WORK INSTRUCTION
Look through the data below and extract, unchanged, the lines from the one that contains "point | a marker on each instance of the black shoe" to the one that contains "target | wooden stool", both included.

== DATA SHOWN ==

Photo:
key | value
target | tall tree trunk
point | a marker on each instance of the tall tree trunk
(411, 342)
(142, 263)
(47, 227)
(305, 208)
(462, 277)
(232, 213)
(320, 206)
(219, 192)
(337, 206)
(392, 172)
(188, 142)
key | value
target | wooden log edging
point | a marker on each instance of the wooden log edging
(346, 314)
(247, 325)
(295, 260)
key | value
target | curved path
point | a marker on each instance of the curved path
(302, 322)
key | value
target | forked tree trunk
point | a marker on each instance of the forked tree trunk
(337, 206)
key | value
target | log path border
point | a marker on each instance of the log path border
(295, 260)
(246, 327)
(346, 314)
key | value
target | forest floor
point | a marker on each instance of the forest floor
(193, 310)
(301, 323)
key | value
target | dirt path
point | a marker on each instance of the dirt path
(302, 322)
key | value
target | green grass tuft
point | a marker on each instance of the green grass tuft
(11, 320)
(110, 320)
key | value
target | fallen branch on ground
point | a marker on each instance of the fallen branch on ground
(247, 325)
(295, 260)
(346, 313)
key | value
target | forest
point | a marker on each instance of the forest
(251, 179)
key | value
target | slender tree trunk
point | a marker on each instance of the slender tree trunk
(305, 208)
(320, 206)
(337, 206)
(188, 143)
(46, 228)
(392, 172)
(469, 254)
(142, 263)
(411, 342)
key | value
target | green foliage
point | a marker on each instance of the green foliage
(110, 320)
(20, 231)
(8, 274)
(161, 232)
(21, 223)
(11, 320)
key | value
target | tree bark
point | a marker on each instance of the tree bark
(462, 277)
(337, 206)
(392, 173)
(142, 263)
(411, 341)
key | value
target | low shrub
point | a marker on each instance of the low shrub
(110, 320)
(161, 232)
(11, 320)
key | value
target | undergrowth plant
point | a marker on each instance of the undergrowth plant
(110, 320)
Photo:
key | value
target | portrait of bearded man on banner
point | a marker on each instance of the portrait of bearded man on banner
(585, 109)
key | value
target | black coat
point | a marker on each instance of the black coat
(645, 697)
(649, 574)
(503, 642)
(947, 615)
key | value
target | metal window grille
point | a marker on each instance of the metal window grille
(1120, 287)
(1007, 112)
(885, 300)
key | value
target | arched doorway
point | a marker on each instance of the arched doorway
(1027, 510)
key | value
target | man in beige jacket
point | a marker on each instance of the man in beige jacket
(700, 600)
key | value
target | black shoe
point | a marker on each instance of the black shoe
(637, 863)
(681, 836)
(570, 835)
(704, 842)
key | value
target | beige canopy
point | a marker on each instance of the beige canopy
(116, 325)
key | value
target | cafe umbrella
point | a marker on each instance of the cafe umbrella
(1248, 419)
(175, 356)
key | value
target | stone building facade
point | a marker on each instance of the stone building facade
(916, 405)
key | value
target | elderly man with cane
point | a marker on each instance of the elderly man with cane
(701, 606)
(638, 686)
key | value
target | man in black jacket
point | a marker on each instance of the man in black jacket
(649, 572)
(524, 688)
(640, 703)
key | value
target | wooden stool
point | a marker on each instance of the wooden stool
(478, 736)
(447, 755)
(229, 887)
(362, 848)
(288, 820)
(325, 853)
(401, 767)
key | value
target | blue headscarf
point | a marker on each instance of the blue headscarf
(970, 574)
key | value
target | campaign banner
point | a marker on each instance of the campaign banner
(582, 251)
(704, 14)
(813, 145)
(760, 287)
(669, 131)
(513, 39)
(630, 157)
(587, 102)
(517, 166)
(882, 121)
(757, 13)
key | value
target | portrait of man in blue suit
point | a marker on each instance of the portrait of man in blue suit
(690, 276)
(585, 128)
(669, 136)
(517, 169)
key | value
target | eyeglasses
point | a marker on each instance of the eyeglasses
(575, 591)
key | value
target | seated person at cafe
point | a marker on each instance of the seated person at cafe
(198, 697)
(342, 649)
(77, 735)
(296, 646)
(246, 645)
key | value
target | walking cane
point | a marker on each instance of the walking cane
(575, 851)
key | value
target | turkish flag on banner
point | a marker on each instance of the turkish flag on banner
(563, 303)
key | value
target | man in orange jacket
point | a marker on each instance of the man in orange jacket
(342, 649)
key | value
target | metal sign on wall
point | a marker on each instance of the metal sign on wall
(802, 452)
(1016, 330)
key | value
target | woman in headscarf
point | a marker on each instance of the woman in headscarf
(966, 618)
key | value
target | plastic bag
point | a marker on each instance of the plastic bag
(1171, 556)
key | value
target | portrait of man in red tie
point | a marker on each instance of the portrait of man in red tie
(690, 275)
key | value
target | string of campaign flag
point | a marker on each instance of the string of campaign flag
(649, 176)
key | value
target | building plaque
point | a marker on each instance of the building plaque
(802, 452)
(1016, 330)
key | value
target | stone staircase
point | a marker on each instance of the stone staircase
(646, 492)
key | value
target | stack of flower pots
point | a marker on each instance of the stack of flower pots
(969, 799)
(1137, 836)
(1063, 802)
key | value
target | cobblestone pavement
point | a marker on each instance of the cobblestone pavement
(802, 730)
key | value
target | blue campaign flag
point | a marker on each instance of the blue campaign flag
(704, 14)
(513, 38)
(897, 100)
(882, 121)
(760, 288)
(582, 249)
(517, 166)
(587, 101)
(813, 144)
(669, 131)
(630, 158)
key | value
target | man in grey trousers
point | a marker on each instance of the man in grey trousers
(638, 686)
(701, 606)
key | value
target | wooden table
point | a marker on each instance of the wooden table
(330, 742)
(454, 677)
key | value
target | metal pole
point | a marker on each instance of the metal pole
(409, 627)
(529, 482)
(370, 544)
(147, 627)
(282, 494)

===

FINISHED TASK
point | a marker on each instance of the black shoe
(637, 863)
(681, 836)
(570, 835)
(704, 842)
key | value
target | beige canopy
point | a marker on each instance of the beige canopy
(116, 325)
key | value
target | cafe umbrella
point | a marker on each instance of the cafe umbrella
(1248, 419)
(175, 356)
key | value
target | stone building facade
point | a marker on each instance of the stone building facade
(916, 405)
key | value
target | elderly man with cane
point | a marker on each instance of the elderly man with cane
(701, 606)
(638, 686)
key | value
target | man in black jacket
point | a marker on each instance of the man in black jacket
(649, 572)
(524, 688)
(640, 703)
key | value
target | wooden stool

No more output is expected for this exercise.